(Records)
____________________

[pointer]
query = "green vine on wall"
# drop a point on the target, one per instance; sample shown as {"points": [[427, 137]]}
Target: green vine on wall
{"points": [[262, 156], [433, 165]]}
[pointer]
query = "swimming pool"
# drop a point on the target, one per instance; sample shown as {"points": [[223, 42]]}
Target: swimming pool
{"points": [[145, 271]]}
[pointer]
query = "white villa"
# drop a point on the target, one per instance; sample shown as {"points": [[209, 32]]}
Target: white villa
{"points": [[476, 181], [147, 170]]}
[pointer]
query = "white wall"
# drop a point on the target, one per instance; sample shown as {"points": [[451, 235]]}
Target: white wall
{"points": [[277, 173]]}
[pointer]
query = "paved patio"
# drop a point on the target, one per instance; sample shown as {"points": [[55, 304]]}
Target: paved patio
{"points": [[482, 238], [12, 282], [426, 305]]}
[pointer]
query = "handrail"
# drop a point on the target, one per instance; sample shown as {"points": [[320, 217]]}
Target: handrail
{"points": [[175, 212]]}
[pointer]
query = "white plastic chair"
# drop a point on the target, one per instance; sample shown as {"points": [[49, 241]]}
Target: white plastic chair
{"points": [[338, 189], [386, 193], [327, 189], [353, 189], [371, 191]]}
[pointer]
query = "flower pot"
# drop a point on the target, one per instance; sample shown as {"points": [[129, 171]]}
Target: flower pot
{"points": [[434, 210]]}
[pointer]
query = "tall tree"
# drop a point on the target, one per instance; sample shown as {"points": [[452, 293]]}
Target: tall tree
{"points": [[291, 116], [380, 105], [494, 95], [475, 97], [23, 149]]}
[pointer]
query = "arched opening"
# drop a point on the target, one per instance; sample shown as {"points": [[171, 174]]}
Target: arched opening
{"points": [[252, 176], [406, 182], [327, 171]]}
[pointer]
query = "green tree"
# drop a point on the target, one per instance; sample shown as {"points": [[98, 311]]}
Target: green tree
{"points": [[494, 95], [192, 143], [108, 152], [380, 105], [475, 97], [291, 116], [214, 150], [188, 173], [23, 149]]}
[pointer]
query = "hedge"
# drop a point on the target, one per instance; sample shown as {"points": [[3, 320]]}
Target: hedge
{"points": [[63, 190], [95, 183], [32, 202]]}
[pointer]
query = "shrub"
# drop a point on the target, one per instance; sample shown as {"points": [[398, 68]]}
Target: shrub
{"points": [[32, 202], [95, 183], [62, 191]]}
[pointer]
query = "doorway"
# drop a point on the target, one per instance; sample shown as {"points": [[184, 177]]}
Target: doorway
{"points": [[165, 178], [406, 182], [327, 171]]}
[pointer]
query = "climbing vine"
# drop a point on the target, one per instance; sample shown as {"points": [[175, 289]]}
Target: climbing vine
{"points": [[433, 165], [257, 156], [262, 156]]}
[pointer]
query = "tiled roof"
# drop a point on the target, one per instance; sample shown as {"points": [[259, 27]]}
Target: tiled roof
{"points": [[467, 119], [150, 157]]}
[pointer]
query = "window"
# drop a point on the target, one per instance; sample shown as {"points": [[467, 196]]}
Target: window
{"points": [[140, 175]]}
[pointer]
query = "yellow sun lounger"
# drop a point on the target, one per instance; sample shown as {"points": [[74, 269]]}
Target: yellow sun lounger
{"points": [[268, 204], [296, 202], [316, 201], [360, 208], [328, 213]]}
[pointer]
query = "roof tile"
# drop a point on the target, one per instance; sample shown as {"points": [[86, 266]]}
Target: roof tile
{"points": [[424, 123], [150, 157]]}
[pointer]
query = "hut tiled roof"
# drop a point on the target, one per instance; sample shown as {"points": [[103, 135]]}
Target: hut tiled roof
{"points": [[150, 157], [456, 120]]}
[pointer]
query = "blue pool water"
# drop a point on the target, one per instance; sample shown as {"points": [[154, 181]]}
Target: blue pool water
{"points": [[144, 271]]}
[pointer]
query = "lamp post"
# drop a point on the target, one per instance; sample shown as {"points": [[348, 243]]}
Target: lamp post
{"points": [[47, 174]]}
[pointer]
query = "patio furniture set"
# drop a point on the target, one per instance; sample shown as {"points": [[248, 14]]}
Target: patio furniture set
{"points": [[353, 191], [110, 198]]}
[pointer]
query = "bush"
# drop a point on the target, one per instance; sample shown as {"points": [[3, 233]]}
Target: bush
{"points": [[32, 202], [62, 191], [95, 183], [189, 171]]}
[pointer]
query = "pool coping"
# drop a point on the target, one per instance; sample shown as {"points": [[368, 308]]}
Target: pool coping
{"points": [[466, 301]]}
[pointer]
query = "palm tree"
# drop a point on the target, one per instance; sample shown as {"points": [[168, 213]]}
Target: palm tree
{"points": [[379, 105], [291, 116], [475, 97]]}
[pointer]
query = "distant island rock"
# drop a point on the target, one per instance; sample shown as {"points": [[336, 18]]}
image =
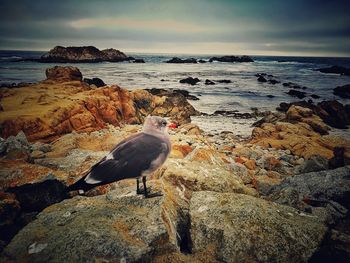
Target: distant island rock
{"points": [[336, 70], [179, 60], [232, 59], [86, 54]]}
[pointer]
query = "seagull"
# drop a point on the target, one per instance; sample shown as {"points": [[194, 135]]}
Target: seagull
{"points": [[134, 157]]}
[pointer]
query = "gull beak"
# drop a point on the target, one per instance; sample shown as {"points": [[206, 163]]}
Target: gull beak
{"points": [[172, 126]]}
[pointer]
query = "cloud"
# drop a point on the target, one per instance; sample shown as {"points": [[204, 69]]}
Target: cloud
{"points": [[249, 26]]}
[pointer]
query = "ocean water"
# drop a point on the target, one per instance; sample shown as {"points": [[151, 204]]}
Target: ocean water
{"points": [[243, 93]]}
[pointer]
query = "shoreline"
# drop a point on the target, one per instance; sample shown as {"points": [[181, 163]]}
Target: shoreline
{"points": [[73, 124]]}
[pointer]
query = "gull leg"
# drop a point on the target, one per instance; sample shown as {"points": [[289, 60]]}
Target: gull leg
{"points": [[147, 195], [144, 186], [138, 190]]}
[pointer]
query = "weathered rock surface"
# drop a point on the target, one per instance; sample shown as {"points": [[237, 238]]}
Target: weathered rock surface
{"points": [[331, 112], [59, 108], [240, 228], [126, 229], [321, 186], [305, 115], [84, 54], [299, 138], [232, 59], [190, 80], [95, 81], [209, 82], [63, 103]]}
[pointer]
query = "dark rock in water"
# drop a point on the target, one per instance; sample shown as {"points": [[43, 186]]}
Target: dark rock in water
{"points": [[138, 60], [336, 70], [179, 60], [243, 228], [61, 74], [314, 96], [342, 91], [284, 106], [293, 85], [186, 94], [234, 114], [338, 159], [273, 81], [333, 113], [269, 118], [174, 99], [224, 81], [262, 79], [95, 81], [209, 82], [190, 80], [86, 54], [324, 186], [15, 147], [232, 59], [314, 164], [296, 93]]}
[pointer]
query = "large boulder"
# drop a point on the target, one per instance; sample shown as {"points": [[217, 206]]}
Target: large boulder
{"points": [[68, 73], [334, 113], [300, 114], [82, 54], [125, 229], [241, 228], [78, 108], [95, 81]]}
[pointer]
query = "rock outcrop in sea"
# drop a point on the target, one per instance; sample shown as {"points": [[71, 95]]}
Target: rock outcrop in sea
{"points": [[280, 195], [85, 54], [64, 103], [232, 59]]}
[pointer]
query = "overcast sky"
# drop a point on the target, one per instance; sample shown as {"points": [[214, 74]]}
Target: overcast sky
{"points": [[252, 27]]}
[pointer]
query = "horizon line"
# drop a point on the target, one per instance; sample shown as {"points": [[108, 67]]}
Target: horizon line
{"points": [[200, 54]]}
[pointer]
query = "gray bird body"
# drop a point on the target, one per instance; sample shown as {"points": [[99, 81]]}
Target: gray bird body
{"points": [[137, 156]]}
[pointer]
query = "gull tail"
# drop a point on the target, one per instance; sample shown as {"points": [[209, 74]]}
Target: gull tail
{"points": [[81, 184]]}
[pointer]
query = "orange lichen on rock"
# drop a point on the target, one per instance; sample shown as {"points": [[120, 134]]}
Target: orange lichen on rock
{"points": [[48, 109]]}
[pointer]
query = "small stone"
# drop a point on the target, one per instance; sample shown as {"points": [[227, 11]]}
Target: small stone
{"points": [[36, 248]]}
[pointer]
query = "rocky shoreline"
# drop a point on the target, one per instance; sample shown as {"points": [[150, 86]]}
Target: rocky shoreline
{"points": [[280, 195]]}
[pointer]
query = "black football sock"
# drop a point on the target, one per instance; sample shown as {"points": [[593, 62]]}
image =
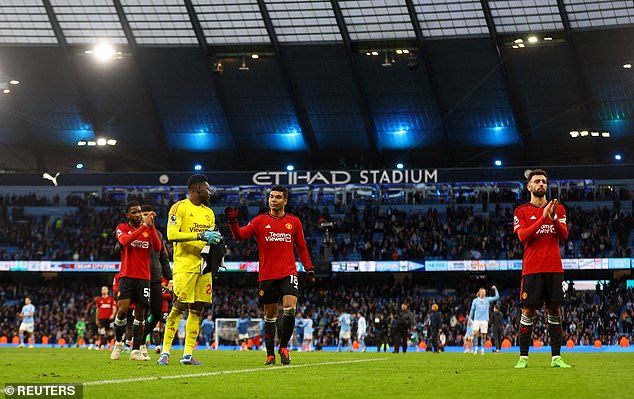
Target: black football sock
{"points": [[137, 334], [554, 330], [269, 335], [119, 329], [288, 326], [526, 332]]}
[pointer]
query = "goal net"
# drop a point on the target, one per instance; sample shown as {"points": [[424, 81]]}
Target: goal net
{"points": [[226, 332]]}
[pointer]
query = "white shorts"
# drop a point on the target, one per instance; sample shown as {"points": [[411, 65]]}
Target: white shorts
{"points": [[481, 325], [28, 327]]}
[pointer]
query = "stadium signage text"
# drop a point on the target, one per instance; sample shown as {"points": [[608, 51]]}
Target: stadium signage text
{"points": [[370, 176]]}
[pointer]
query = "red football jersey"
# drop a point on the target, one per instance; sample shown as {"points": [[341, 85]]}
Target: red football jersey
{"points": [[105, 307], [277, 239], [135, 255], [541, 238]]}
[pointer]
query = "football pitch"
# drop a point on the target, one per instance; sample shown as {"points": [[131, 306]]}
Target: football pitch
{"points": [[236, 374]]}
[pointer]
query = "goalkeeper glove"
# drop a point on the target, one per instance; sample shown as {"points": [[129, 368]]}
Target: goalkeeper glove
{"points": [[231, 214], [211, 236], [310, 278]]}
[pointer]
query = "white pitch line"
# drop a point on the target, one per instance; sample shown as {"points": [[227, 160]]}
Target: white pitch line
{"points": [[212, 373]]}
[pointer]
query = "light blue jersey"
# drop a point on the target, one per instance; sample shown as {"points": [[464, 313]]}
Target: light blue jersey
{"points": [[480, 307], [345, 320], [242, 325], [308, 327], [28, 311]]}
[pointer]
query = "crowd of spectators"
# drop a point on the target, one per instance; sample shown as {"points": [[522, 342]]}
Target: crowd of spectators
{"points": [[604, 314], [371, 232]]}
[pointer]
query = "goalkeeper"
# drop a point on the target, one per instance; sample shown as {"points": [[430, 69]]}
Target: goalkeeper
{"points": [[189, 227], [278, 234]]}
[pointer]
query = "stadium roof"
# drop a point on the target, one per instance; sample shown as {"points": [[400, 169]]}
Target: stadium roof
{"points": [[367, 83]]}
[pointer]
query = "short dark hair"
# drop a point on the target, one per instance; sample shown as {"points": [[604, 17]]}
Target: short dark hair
{"points": [[196, 179], [281, 189], [536, 172], [131, 204]]}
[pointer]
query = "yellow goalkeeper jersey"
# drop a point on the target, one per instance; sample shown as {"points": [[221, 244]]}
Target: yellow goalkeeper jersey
{"points": [[184, 223]]}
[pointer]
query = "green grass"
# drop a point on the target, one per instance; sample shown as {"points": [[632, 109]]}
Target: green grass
{"points": [[234, 374]]}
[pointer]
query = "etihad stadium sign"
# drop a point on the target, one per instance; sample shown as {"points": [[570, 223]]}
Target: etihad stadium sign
{"points": [[337, 177]]}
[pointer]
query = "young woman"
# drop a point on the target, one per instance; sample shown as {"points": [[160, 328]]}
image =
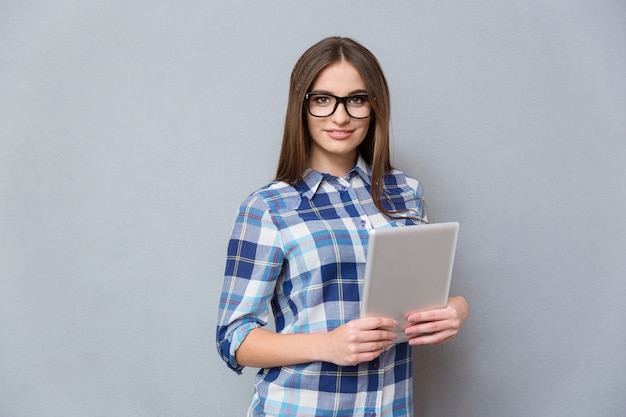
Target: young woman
{"points": [[299, 244]]}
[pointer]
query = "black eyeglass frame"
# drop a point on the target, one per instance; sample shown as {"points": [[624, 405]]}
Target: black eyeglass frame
{"points": [[338, 100]]}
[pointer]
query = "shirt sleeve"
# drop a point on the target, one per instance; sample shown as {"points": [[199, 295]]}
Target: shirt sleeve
{"points": [[418, 194], [253, 264]]}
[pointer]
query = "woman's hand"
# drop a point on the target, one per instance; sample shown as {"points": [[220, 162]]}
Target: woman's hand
{"points": [[359, 340], [431, 327]]}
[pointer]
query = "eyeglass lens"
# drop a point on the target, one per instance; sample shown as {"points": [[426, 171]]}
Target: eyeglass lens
{"points": [[323, 105]]}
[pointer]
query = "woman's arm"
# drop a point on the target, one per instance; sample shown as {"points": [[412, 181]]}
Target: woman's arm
{"points": [[357, 341]]}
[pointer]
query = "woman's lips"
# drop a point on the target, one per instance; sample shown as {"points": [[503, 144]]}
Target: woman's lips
{"points": [[339, 134]]}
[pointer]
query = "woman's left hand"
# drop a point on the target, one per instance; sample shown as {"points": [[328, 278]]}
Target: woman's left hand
{"points": [[432, 327]]}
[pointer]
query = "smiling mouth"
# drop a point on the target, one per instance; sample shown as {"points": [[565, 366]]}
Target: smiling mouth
{"points": [[339, 134]]}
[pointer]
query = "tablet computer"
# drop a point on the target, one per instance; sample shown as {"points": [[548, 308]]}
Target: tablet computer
{"points": [[408, 269]]}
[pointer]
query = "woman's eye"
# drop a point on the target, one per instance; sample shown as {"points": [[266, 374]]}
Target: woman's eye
{"points": [[356, 100]]}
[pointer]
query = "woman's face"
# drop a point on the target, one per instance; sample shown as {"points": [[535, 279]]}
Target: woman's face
{"points": [[335, 138]]}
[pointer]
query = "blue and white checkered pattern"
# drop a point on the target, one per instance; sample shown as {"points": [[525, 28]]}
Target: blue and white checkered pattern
{"points": [[302, 250]]}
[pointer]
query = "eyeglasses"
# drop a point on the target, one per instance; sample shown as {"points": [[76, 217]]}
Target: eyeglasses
{"points": [[357, 106]]}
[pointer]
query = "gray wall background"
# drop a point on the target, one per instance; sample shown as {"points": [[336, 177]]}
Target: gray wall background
{"points": [[130, 131]]}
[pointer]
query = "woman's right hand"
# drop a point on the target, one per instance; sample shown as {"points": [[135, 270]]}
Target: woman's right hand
{"points": [[359, 340]]}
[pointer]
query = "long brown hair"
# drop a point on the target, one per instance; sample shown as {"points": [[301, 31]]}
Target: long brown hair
{"points": [[296, 139]]}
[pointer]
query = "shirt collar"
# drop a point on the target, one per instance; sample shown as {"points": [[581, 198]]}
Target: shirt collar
{"points": [[312, 179]]}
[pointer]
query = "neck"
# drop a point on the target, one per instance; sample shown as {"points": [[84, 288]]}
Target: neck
{"points": [[337, 165]]}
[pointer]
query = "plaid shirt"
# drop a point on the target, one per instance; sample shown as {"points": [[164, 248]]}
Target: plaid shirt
{"points": [[302, 249]]}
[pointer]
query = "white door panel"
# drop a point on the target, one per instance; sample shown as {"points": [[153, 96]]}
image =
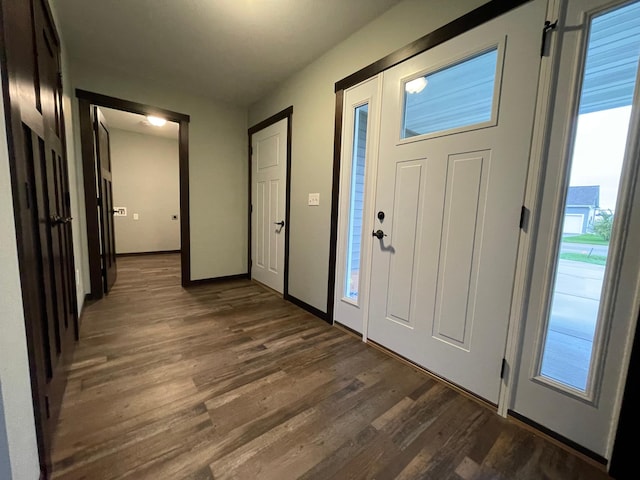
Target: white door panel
{"points": [[451, 192], [268, 173]]}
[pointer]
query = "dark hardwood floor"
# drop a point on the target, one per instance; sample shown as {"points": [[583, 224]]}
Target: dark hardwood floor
{"points": [[230, 381]]}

____________________

• [TASK REQUIREMENTS]:
Gather every line of the records above that contains the string "brown". Case counts, so uppercase and lowercase letters must match.

• [RESULT OF THIS TASK]:
query = "long brown hair"
Target: long brown hair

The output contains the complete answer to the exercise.